Give back all of the records underneath exactly, with no omissions.

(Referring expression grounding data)
::::::
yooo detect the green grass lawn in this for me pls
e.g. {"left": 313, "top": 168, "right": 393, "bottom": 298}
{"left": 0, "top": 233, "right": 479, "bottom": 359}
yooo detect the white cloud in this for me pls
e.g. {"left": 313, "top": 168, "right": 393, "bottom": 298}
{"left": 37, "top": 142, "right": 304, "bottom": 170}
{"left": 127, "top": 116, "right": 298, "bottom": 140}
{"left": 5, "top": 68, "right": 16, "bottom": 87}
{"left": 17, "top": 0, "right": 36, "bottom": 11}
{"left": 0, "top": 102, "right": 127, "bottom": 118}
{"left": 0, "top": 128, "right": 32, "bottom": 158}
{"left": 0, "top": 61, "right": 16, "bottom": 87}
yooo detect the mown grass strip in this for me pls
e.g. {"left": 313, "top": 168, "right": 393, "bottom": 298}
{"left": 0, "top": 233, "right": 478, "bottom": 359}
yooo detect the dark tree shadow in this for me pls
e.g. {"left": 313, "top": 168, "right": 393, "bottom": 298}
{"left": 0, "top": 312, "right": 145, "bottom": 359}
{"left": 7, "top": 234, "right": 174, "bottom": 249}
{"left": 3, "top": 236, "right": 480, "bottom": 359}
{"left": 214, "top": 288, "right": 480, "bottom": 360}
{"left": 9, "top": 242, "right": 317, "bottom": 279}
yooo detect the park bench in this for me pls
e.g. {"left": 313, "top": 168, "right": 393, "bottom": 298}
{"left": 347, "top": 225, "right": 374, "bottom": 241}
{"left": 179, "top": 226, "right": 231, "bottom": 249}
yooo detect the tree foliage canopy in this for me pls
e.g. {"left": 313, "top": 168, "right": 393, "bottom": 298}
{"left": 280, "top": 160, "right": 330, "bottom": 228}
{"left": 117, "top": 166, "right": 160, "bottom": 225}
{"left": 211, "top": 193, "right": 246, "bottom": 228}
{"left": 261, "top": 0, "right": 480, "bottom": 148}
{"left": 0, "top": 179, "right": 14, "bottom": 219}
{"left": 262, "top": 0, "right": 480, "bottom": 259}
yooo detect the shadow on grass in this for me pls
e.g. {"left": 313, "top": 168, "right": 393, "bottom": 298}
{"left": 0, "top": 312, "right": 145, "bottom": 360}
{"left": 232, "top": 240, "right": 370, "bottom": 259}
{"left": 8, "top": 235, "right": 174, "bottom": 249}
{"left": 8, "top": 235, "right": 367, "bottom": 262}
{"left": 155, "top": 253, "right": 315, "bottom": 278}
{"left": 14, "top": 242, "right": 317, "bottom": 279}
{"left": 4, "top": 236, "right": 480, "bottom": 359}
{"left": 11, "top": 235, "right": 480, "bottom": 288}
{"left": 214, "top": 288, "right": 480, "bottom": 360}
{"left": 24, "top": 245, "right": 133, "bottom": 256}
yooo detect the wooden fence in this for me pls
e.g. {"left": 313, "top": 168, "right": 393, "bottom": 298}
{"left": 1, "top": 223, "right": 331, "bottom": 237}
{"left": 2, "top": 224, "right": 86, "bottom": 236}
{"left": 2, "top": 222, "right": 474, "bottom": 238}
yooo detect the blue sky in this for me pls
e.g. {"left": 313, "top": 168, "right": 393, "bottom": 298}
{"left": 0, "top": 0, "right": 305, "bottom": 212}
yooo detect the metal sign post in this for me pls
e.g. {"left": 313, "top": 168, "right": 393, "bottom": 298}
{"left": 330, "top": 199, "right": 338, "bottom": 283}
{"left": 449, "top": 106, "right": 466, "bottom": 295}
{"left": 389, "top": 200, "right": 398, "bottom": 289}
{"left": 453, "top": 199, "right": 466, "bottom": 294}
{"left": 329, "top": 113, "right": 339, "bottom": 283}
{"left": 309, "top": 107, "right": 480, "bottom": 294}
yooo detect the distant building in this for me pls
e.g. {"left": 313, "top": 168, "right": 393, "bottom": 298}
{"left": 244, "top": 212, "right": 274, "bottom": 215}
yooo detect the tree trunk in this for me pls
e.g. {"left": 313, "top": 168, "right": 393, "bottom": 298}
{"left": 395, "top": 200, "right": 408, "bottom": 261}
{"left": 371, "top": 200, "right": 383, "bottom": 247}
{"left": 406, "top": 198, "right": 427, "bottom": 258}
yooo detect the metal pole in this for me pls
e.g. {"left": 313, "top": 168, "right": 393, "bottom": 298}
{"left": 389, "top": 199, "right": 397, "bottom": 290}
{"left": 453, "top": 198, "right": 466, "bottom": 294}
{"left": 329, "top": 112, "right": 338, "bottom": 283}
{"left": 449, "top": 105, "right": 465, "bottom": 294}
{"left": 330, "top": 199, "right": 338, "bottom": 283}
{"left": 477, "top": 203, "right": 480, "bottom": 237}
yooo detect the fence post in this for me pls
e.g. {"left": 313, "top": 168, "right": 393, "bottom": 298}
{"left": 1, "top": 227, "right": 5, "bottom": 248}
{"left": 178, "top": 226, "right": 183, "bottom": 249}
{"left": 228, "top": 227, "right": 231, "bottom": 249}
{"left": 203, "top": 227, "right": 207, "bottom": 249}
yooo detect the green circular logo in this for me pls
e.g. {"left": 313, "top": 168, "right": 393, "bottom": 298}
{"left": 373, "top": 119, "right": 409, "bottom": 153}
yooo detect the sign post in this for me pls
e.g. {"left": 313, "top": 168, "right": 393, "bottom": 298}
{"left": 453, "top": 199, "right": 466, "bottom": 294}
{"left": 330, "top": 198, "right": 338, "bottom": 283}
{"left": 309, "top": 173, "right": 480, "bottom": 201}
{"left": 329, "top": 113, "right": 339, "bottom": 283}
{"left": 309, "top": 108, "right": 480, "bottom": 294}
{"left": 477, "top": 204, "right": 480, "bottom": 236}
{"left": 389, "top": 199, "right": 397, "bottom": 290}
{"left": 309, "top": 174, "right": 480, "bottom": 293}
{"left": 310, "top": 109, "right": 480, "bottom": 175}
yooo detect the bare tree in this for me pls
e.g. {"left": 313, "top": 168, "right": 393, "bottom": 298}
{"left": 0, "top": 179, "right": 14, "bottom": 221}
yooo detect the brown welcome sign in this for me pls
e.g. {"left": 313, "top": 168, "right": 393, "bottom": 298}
::::::
RESPONSE TO THE TASK:
yooo detect the green grass lawn in this for me pls
e.g. {"left": 313, "top": 168, "right": 393, "bottom": 298}
{"left": 0, "top": 233, "right": 479, "bottom": 359}
yooo detect the white cloud in this for me pls
e.g. {"left": 313, "top": 168, "right": 393, "bottom": 298}
{"left": 37, "top": 142, "right": 304, "bottom": 170}
{"left": 127, "top": 116, "right": 298, "bottom": 140}
{"left": 5, "top": 68, "right": 16, "bottom": 87}
{"left": 17, "top": 0, "right": 36, "bottom": 11}
{"left": 0, "top": 102, "right": 127, "bottom": 118}
{"left": 0, "top": 128, "right": 32, "bottom": 158}
{"left": 0, "top": 61, "right": 16, "bottom": 87}
yooo detect the mown grass strip in this for me pls
e.g. {"left": 313, "top": 168, "right": 393, "bottom": 298}
{"left": 0, "top": 233, "right": 478, "bottom": 359}
yooo detect the dark tree shadow in this for me pls
e.g. {"left": 313, "top": 168, "right": 393, "bottom": 298}
{"left": 0, "top": 312, "right": 145, "bottom": 359}
{"left": 7, "top": 234, "right": 174, "bottom": 249}
{"left": 3, "top": 236, "right": 480, "bottom": 359}
{"left": 214, "top": 288, "right": 480, "bottom": 360}
{"left": 9, "top": 242, "right": 317, "bottom": 279}
yooo detect the park bench in this for me pls
e.g. {"left": 313, "top": 168, "right": 393, "bottom": 298}
{"left": 347, "top": 225, "right": 374, "bottom": 241}
{"left": 179, "top": 226, "right": 231, "bottom": 249}
yooo detect the tree foliage canopy in this for me pls
e.g. {"left": 313, "top": 168, "right": 393, "bottom": 298}
{"left": 280, "top": 160, "right": 330, "bottom": 228}
{"left": 117, "top": 166, "right": 160, "bottom": 225}
{"left": 211, "top": 193, "right": 246, "bottom": 228}
{"left": 261, "top": 0, "right": 480, "bottom": 148}
{"left": 0, "top": 179, "right": 14, "bottom": 219}
{"left": 262, "top": 0, "right": 480, "bottom": 259}
yooo detect the shadow on grass in this for me pls
e.g. {"left": 313, "top": 168, "right": 393, "bottom": 298}
{"left": 0, "top": 312, "right": 145, "bottom": 360}
{"left": 232, "top": 240, "right": 370, "bottom": 259}
{"left": 8, "top": 235, "right": 174, "bottom": 249}
{"left": 8, "top": 235, "right": 367, "bottom": 262}
{"left": 155, "top": 253, "right": 315, "bottom": 278}
{"left": 14, "top": 242, "right": 317, "bottom": 279}
{"left": 4, "top": 236, "right": 480, "bottom": 359}
{"left": 11, "top": 235, "right": 480, "bottom": 288}
{"left": 214, "top": 288, "right": 480, "bottom": 360}
{"left": 24, "top": 245, "right": 133, "bottom": 256}
yooo detect the wooden fence in this for me pls
e.g. {"left": 313, "top": 168, "right": 393, "bottom": 298}
{"left": 1, "top": 223, "right": 331, "bottom": 237}
{"left": 2, "top": 224, "right": 86, "bottom": 236}
{"left": 2, "top": 222, "right": 474, "bottom": 238}
yooo detect the blue sky in this for me pls
e.g. {"left": 313, "top": 168, "right": 393, "bottom": 298}
{"left": 0, "top": 0, "right": 305, "bottom": 212}
yooo detect the metal sign post in this for me pls
e.g. {"left": 313, "top": 168, "right": 393, "bottom": 298}
{"left": 330, "top": 199, "right": 338, "bottom": 283}
{"left": 449, "top": 106, "right": 466, "bottom": 295}
{"left": 389, "top": 200, "right": 398, "bottom": 289}
{"left": 453, "top": 199, "right": 466, "bottom": 294}
{"left": 329, "top": 113, "right": 339, "bottom": 283}
{"left": 309, "top": 107, "right": 480, "bottom": 294}
yooo detect the distant building in this for me pls
e.g. {"left": 313, "top": 168, "right": 393, "bottom": 298}
{"left": 244, "top": 212, "right": 274, "bottom": 215}
yooo detect the tree trunk in this for me pls
e.g. {"left": 313, "top": 168, "right": 393, "bottom": 298}
{"left": 395, "top": 200, "right": 408, "bottom": 261}
{"left": 371, "top": 200, "right": 383, "bottom": 247}
{"left": 406, "top": 198, "right": 427, "bottom": 258}
yooo detect the metal pole in this for me pls
e.g. {"left": 313, "top": 168, "right": 393, "bottom": 298}
{"left": 389, "top": 199, "right": 397, "bottom": 290}
{"left": 453, "top": 198, "right": 466, "bottom": 294}
{"left": 329, "top": 112, "right": 338, "bottom": 283}
{"left": 449, "top": 105, "right": 465, "bottom": 294}
{"left": 330, "top": 199, "right": 338, "bottom": 283}
{"left": 477, "top": 203, "right": 480, "bottom": 237}
yooo detect the fence post in this for me pls
e.g. {"left": 313, "top": 168, "right": 393, "bottom": 298}
{"left": 1, "top": 227, "right": 5, "bottom": 248}
{"left": 178, "top": 226, "right": 183, "bottom": 249}
{"left": 228, "top": 227, "right": 231, "bottom": 249}
{"left": 203, "top": 227, "right": 207, "bottom": 249}
yooo detect the green circular logo in this for me pls
e.g. {"left": 313, "top": 168, "right": 393, "bottom": 298}
{"left": 373, "top": 119, "right": 409, "bottom": 153}
yooo detect the sign post in this for me pls
e.g. {"left": 313, "top": 168, "right": 393, "bottom": 298}
{"left": 453, "top": 199, "right": 466, "bottom": 294}
{"left": 330, "top": 198, "right": 338, "bottom": 283}
{"left": 309, "top": 173, "right": 480, "bottom": 201}
{"left": 329, "top": 113, "right": 339, "bottom": 283}
{"left": 309, "top": 108, "right": 480, "bottom": 294}
{"left": 477, "top": 204, "right": 480, "bottom": 236}
{"left": 389, "top": 199, "right": 397, "bottom": 290}
{"left": 309, "top": 174, "right": 480, "bottom": 293}
{"left": 310, "top": 109, "right": 480, "bottom": 175}
yooo detect the bare tree in this for me pls
e.g. {"left": 313, "top": 168, "right": 393, "bottom": 298}
{"left": 0, "top": 179, "right": 14, "bottom": 221}
yooo detect the brown welcome sign in this for me pls
e.g. {"left": 313, "top": 168, "right": 393, "bottom": 298}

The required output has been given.